# Kitless Fountain Pen in in Red Cumberland Ebonite w/ Black Finials



## JPMcConnel (Apr 19, 2015)

Ebonite is a classic material for fountain pens. I decided to make a rather conservative style pen, using red cumberland with black ebonite finials, to see how well it turned out from a color perspective. I liked it so much I have since acquired Japanese cumberland in reddish pink, straw color, several greens, and blue. Enjoy.


----------



## Charlie_W (Apr 19, 2015)

Pat, that is Stunning!........can I touch it? :biggrin:


----------



## SteveG (Apr 19, 2015)

My first impression matches up well with my "considered opinion" (meaning that after thinking about, reviewing and looking again several times), which  is that this pen is a winner, start to finish. Your selection of red cumberland suits the simple, classic lines. All complimented by what appears to be top notch workmanship. This pen is indeed simple, but at the same time presents an almost commanding presence. I am not yet making kitless, but I have most of the "stuff" needed to do so. And I want to make something just like this when I grow up!:wink:


----------



## JPMcConnel (Apr 19, 2015)

SteveG said:


> My first impression matches up well with my "considered opinion" (meaning that after thinking about, reviewing and looking again several times), which  is that this pen is a winner, start to finish. Your selection of red cumberland suits the simple, classic lines. All complimented by what appears to be top notch workmanship. This pen is indeed simple, but at the same time presents an almost commanding presence. I am not yet making kitless, but I have most of the "stuff" needed to do so. And I want to make something just like this when I grow up!:wink:



Thank you for your complements! I suspect you are already grownup; with the growing selection of fine materials beckoning, the world of kitless pens awaits the efforts of your hands and mind.


----------



## JPMcConnel (Apr 19, 2015)

Charlie_W said:


> Pat, that is Stunning!........can I touch it? :biggrin:



Sure, but it is hard to let go once you feel the material...just giving you a heads up! Thank you for your kind words.


----------



## Jim15 (Apr 19, 2015)

Absolutely awesome pen.


----------



## Tom T (Apr 19, 2015)

Stunning is the word for sure.  The finish is truly amazing.  The colors of the wood are so perfect.  A writing instarment of true beauty.


----------



## OZturner (Apr 19, 2015)

Glorious Pen, Pat.
Splendid Lines, Profile and Proportions.
Outstanding Fit and Finish.
Great Craftsmanship.
Brian.


----------



## mlconnelly (Apr 19, 2015)

Wow! Beautiful pen for sure.

__Work to complete__
Reproduce the stretch of the ebonite pen thread from "Sure, but it" through "Absolutely awesome pen.", word for word.

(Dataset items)
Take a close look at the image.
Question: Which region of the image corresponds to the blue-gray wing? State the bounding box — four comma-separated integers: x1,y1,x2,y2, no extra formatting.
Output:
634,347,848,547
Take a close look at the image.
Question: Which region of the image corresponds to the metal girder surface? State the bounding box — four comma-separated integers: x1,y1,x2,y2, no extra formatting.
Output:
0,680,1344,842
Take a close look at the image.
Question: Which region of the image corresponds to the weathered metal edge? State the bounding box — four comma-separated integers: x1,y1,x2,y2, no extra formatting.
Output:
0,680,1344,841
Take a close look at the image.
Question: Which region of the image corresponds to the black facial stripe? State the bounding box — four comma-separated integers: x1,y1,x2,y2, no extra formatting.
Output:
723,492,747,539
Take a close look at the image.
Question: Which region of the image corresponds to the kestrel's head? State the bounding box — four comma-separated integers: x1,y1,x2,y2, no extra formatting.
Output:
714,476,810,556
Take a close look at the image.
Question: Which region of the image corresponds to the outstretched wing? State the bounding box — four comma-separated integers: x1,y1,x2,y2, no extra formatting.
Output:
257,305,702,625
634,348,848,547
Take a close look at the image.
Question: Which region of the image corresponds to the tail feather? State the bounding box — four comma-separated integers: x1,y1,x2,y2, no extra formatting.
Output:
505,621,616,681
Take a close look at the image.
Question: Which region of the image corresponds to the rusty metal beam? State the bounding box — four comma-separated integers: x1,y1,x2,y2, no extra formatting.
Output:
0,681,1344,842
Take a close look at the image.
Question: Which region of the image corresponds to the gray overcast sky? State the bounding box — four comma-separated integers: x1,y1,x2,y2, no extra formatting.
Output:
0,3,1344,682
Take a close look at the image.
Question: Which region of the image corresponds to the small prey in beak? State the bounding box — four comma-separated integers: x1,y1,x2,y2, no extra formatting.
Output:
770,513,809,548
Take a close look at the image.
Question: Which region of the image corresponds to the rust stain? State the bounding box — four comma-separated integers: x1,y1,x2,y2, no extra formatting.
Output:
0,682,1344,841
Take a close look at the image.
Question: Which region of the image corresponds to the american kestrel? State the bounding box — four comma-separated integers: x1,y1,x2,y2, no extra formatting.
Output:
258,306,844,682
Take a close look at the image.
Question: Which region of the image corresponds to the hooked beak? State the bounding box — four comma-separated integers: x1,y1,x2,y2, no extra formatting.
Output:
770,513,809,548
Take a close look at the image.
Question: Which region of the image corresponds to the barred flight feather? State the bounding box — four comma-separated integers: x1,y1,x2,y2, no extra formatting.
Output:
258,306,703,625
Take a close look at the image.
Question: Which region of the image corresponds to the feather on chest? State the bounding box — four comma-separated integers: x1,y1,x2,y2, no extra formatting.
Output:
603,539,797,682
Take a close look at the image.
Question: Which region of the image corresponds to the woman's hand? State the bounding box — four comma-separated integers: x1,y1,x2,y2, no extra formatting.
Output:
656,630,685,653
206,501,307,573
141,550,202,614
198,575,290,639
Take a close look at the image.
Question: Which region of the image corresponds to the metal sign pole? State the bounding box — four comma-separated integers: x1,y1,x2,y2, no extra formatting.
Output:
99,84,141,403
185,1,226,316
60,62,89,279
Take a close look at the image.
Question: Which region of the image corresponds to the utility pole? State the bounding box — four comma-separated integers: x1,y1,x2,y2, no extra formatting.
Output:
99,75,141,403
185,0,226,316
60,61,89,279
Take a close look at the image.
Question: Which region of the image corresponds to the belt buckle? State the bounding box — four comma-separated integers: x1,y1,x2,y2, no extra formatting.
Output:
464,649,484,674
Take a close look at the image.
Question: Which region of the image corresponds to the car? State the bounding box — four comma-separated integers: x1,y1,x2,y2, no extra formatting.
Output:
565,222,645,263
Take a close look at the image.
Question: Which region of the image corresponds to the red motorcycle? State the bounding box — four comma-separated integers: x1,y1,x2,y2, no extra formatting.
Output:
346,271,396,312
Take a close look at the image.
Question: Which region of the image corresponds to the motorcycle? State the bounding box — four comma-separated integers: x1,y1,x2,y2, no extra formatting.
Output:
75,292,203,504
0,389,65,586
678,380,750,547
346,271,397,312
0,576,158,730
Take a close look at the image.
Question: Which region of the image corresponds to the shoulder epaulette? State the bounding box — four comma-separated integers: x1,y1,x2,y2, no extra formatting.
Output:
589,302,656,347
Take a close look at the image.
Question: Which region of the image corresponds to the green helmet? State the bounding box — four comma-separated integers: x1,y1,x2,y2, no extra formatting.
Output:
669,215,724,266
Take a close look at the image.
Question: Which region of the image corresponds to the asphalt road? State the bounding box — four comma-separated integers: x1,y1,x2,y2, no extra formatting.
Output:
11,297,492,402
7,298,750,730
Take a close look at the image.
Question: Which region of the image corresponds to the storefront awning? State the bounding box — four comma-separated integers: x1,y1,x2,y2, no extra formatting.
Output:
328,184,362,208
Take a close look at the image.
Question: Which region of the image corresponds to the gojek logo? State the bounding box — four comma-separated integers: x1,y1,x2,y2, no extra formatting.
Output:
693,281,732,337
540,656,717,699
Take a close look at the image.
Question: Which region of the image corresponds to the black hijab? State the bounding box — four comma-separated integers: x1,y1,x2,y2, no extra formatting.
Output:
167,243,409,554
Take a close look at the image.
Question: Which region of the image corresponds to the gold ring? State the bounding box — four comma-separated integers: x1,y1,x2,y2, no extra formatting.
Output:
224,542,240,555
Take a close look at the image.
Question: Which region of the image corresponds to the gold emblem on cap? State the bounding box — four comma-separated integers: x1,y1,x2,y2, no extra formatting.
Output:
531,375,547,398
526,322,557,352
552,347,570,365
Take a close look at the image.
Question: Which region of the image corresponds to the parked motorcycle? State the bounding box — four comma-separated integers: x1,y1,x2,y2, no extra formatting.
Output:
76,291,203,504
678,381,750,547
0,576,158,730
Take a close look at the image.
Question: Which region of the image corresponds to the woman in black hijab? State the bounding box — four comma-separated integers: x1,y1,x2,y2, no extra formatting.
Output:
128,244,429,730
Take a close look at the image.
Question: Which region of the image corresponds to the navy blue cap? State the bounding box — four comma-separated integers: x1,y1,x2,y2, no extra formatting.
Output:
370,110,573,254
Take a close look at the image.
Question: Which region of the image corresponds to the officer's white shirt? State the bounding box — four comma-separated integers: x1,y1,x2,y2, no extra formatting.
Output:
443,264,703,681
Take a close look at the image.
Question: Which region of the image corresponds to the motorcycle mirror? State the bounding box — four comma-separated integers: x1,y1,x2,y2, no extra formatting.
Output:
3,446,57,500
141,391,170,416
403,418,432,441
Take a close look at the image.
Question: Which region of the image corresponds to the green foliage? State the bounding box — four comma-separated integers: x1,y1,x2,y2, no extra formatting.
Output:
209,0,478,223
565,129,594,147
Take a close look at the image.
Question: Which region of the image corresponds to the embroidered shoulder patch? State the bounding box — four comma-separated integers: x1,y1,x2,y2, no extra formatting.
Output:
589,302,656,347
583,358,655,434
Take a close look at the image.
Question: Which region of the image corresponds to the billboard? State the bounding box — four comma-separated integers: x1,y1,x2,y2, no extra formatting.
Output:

__Expected output__
Sure, but it is hard to let go once you feel the material...just giving you a heads up! Thank you for your kind words.


----------



## Jim15 (Apr 19, 2015)

Absolutely awesome pen.